Count the lines below that contain the string "mountain". Matching is case-sensitive, and your reply should be that number only.

__Records from a point labeling set__
━━━━━━━━━━━━━━━━━━━━━━━━━━━━━━

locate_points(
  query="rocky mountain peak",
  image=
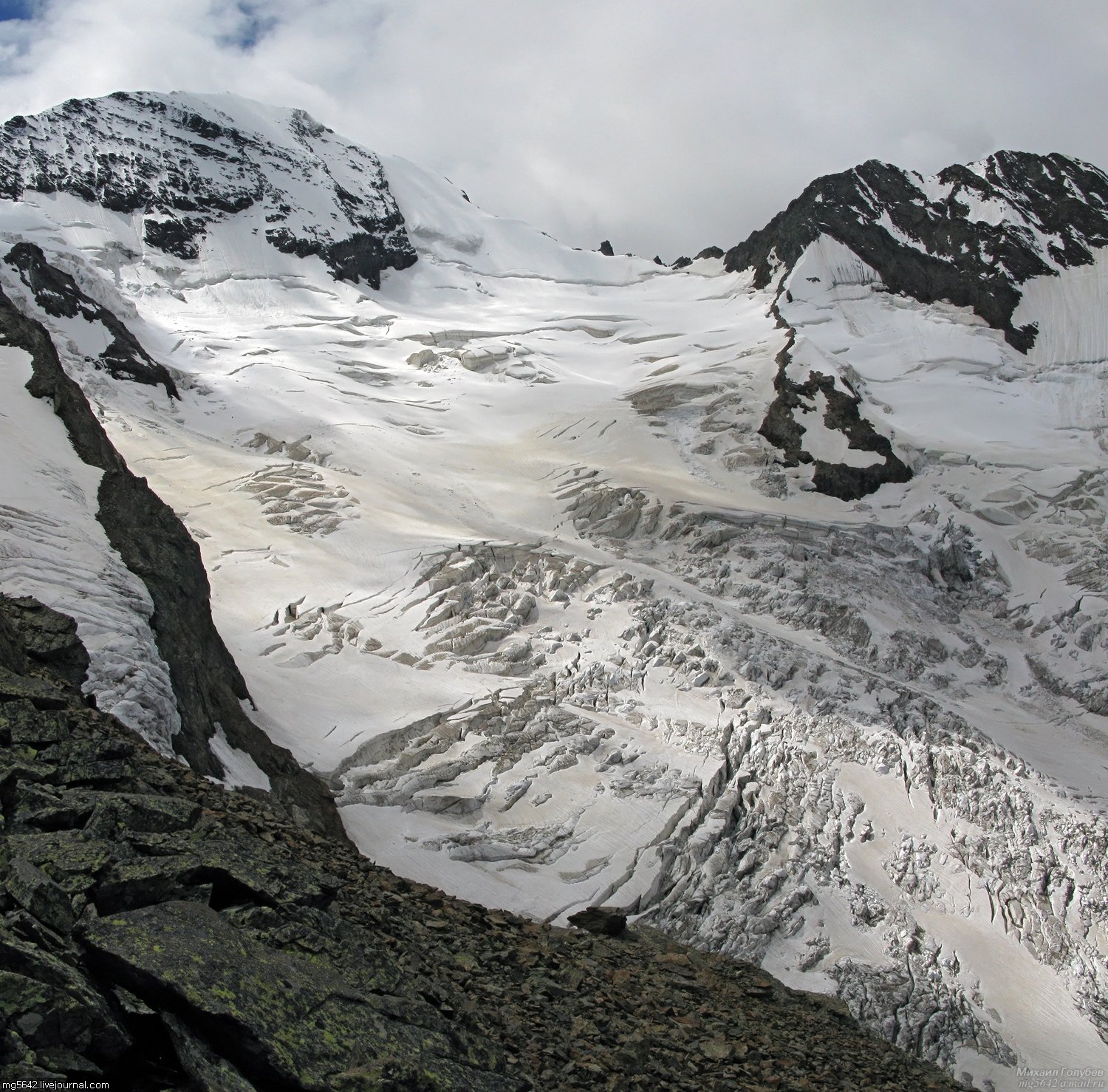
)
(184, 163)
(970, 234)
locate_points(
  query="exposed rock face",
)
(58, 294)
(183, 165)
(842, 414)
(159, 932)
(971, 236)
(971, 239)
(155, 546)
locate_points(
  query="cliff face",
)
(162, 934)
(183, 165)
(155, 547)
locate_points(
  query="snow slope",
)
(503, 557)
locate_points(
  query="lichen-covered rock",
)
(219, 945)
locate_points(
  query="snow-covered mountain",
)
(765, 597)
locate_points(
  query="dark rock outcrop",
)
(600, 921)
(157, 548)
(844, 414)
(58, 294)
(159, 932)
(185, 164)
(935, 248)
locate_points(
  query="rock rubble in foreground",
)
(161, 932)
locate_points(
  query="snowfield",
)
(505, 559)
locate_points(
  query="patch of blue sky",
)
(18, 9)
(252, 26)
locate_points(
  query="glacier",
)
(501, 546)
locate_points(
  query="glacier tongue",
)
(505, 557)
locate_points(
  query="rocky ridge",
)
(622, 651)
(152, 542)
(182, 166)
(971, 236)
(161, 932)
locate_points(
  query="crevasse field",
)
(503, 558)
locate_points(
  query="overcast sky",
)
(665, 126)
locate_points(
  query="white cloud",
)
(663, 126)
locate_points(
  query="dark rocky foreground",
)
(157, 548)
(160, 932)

━━━━━━━━━━━━━━━━━━━━━━━━━━━━━━

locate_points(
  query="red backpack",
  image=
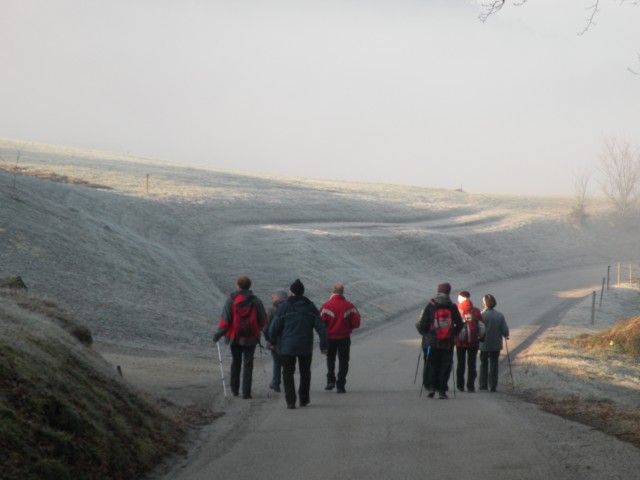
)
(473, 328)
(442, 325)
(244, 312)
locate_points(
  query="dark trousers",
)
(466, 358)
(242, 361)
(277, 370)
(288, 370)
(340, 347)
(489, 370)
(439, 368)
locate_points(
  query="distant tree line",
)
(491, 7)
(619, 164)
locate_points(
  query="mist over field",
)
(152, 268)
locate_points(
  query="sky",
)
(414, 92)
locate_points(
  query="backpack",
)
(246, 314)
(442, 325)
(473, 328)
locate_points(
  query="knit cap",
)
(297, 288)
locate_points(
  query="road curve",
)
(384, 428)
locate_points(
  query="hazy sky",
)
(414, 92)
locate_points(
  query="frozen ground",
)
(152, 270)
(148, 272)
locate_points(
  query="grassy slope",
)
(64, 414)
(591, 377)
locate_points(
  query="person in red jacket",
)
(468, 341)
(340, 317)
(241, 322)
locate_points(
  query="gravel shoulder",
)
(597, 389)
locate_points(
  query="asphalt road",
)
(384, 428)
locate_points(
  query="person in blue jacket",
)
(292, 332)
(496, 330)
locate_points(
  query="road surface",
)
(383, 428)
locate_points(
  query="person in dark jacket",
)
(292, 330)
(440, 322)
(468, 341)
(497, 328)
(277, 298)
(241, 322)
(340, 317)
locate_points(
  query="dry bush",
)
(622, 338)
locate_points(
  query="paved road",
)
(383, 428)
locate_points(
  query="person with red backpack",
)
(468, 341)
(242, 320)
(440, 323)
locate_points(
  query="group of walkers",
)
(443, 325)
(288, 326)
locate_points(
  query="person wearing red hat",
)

━━━━━━━━━━━━━━━━━━━━━━━━━━━━━━

__Finished task__
2